*Provided material*.
++++++++++++++++++++
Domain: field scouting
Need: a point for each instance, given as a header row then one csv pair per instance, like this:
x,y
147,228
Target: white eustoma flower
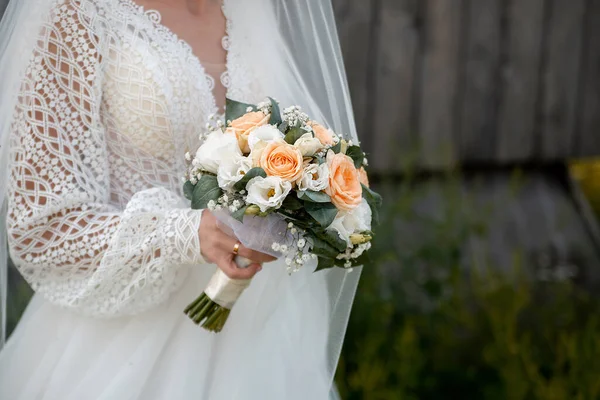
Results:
x,y
232,170
315,177
355,221
267,192
265,133
308,145
218,148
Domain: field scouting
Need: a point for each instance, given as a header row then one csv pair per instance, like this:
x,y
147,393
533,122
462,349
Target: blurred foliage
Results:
x,y
472,333
587,174
424,326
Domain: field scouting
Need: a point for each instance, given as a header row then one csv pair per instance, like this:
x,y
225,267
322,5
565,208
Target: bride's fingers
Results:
x,y
228,244
229,267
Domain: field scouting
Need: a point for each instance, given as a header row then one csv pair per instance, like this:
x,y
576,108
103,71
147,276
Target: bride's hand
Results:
x,y
217,247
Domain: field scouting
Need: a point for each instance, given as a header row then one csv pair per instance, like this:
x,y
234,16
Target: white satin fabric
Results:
x,y
107,320
160,355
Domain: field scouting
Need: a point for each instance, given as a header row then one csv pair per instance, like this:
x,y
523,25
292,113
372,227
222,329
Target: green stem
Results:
x,y
200,306
214,317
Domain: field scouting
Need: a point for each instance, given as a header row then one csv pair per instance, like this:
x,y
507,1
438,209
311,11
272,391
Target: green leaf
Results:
x,y
323,213
235,109
253,173
292,203
294,134
314,197
206,189
374,200
239,214
333,239
337,148
356,154
188,190
275,113
325,263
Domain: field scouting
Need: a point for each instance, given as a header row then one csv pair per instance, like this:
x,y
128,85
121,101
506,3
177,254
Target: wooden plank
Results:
x,y
440,83
354,25
478,109
561,78
590,116
393,130
520,81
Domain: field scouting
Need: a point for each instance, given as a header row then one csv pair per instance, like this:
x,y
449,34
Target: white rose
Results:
x,y
218,148
356,221
267,192
265,133
308,145
232,170
315,177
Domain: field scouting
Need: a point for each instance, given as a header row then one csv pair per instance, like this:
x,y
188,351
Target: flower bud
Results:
x,y
360,238
252,210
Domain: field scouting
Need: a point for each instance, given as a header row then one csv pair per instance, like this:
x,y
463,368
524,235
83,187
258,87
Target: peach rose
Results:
x,y
244,125
363,177
322,133
281,159
344,182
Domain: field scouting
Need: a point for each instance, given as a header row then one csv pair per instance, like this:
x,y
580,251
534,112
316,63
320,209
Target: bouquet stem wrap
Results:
x,y
213,307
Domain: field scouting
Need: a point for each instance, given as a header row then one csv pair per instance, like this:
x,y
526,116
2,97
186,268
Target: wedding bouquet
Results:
x,y
283,185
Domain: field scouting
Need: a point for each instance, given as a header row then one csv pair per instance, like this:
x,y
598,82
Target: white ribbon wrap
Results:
x,y
225,291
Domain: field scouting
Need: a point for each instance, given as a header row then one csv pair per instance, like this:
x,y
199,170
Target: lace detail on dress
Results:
x,y
108,106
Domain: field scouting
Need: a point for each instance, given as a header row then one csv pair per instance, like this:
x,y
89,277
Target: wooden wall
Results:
x,y
473,81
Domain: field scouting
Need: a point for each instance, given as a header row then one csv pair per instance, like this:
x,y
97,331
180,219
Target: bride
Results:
x,y
99,101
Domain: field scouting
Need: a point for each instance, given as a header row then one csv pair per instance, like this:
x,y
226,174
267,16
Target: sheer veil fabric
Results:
x,y
284,338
++++++++++++++++++++
Copy the data character for character, but drop all pictures from the copy.

*Solution for this problem*.
Domain: field scouting
Need: a point for each instance, given as a header row then one csv pair per instance, like this:
x,y
147,228
Target: white eustoma flower
Results:
x,y
232,170
315,177
355,221
267,192
265,133
308,145
218,148
Domain: field scouting
Need: a point for each instance, given as a header row then one csv pair per instance, like this:
x,y
147,393
533,122
462,349
Target: blurred foliage
Results:
x,y
472,333
587,174
424,326
Domain: field scouting
Need: a point for each instance, given as a header row then one csv pair per instance, like this:
x,y
225,267
322,5
565,208
Target: bride's fingers
Results:
x,y
228,244
229,267
Domain: field scouting
Need: a point for each instance, given as a header row then one csv pair per instance, like this:
x,y
576,108
103,71
147,276
Target: bride's hand
Results:
x,y
217,247
Domain: field scouting
Need: a point for each instance, given as a header row then one csv pair per instance, like this:
x,y
234,16
Target: white satin fabric
Results:
x,y
107,320
160,355
Domain: field scouting
Need: a point for each instance, given as a header row then one csv pair per instance, like this:
x,y
523,25
292,113
372,227
222,329
Target: green stem
Results:
x,y
200,306
214,317
Domain: field scouting
Need: a point for each instance, given as a header row then one csv pair per instance, like this:
x,y
507,1
438,209
311,11
272,391
Target: green leaf
Results:
x,y
323,213
235,109
253,173
292,203
294,134
314,197
206,189
374,200
239,214
333,239
337,148
356,154
188,190
275,113
325,263
Domain: field scouting
Need: a point for each instance, given as a header row then one csv pair per instance, like this:
x,y
128,85
121,101
506,3
177,254
Target: wooden plank
Results:
x,y
440,83
354,25
478,109
561,78
590,116
393,130
520,81
Domain: field scouting
Need: a point for each instance, given as a header row then one csv pair per instance, like this:
x,y
449,34
Target: white rose
Results:
x,y
218,148
356,221
267,192
265,133
308,145
232,170
315,177
Domain: field scouting
Need: a point for each instance, given as a header row then one csv pair per instance, like this:
x,y
188,351
Target: flower bud
Results:
x,y
360,238
252,210
Domain: field scouting
Need: a point for each instance, given as a header row then one csv pair per instance, like this:
x,y
463,368
524,235
83,187
258,87
Target: peach rose
Results:
x,y
244,125
363,177
322,133
281,159
344,182
Domain: field scouting
Need: a point for each instance, given as a header row then one csv pair per instance, like this:
x,y
580,251
534,112
316,63
320,209
Target: bouquet stem wrap
Results:
x,y
213,307
Domain: field scouting
Need: a point for each instance, given as a header row then one csv pair per instance, like this:
x,y
526,116
2,97
186,268
Target: wedding bouquet
Results:
x,y
283,185
Domain: field scouting
Need: a point for each instance, given as a header row then one csv pair per instance, like this:
x,y
598,82
Target: white ribbon wrap
Results:
x,y
225,291
Domain: field scouting
Need: a point for each instance, given as a header row then one csv pair per instance, like this:
x,y
199,170
Target: lace detail on dress
Results:
x,y
108,106
Domain: field scouting
Need: a point for each instance, given as a header row then one csv pair per instance, like this:
x,y
89,277
Target: wooden wall
Results:
x,y
473,81
Domain: field scouting
Need: a point for each instance, given as a header row then one csv pair per instance, like this:
x,y
97,331
180,219
Target: bride
Results:
x,y
99,101
Domain: field scouting
Need: a point for each instance, given as a header row then one csv pair per instance, like this:
x,y
226,174
267,16
Target: sheer veil fabric
Results:
x,y
284,338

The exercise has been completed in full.